PROBLEM:
Only the lines from the one containing "Could you point to the walking" to the end of the records belong in the output; print them exactly.

Dataset records about object locations:

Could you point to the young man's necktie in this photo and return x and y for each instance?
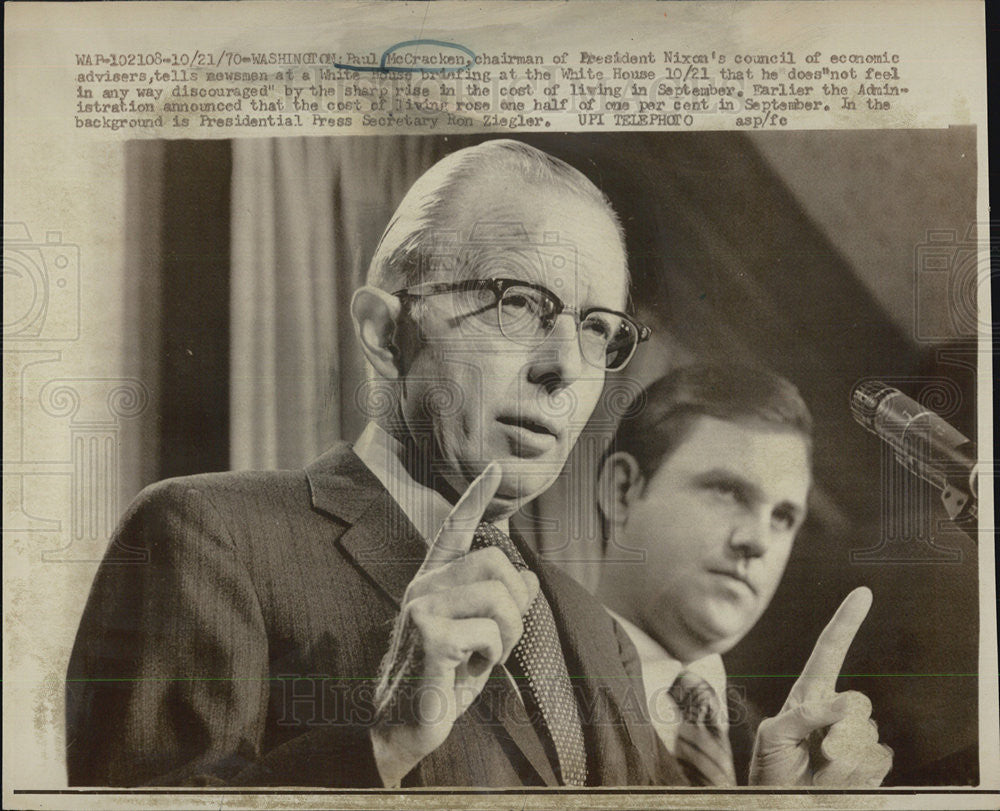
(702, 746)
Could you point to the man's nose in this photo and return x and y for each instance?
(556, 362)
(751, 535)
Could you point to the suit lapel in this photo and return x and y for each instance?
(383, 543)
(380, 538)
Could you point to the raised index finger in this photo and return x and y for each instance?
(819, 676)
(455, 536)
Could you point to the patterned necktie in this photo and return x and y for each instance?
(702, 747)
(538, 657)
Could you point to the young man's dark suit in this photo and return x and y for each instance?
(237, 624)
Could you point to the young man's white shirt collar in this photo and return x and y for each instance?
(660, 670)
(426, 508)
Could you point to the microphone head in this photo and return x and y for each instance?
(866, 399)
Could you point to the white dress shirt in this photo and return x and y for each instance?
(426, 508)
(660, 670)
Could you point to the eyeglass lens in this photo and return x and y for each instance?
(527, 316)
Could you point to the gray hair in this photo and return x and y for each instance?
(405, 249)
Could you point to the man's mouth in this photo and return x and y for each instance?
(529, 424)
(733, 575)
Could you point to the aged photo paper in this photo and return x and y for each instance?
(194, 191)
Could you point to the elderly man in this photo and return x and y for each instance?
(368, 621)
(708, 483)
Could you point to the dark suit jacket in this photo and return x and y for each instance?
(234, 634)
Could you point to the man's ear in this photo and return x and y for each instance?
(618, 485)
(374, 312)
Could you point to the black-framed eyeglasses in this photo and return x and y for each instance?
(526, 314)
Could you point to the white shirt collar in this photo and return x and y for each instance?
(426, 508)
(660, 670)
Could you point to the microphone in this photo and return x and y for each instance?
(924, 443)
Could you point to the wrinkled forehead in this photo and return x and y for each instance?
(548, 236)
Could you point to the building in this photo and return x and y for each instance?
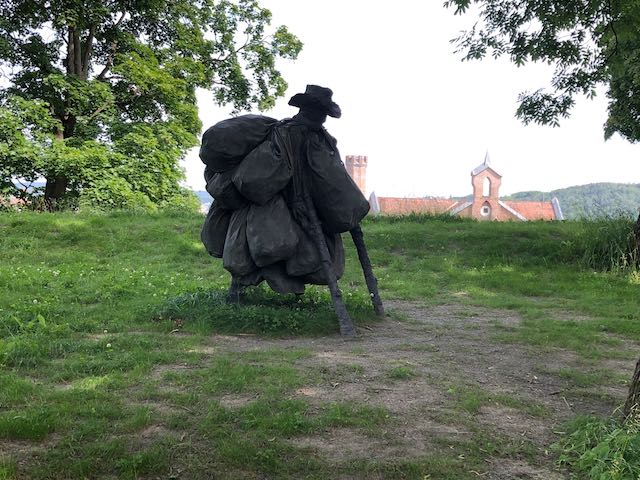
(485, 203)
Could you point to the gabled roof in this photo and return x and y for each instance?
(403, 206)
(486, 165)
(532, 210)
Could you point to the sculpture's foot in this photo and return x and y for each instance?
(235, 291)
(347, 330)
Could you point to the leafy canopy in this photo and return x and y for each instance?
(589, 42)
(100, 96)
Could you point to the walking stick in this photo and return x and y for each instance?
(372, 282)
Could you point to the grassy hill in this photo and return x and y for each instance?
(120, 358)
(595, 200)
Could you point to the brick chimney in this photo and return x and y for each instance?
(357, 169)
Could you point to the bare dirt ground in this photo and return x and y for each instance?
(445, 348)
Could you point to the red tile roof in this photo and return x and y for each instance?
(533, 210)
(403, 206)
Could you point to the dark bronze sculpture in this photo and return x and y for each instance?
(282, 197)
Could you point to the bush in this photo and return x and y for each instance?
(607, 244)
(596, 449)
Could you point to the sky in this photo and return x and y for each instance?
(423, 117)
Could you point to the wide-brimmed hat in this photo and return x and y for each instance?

COMPLETED EXERCISE:
Could you point to the walking stick in this photo and return x and y for each instance?
(372, 282)
Could you point to the grassy hill in this photo and return x and y for each instance?
(120, 358)
(595, 200)
Could you point to the brick chimney in this photo and return x and y for each instance?
(357, 169)
Could you point to the bare dirt ground in this photo and return x and y for each instance?
(445, 348)
Could you point to the red tile roof in this photo and return x and y for each instance?
(533, 210)
(403, 206)
Could you point to the dark bronze sculpture in this photo and return x and y for each instance?
(282, 197)
Could you point to the bush in this photo and return x and y for each instance?
(607, 244)
(596, 449)
Could you point to the sky in this photo and return x and y for each instance?
(423, 117)
Could you point to the wide-brimmed hat in this photo and return x and y for each instance?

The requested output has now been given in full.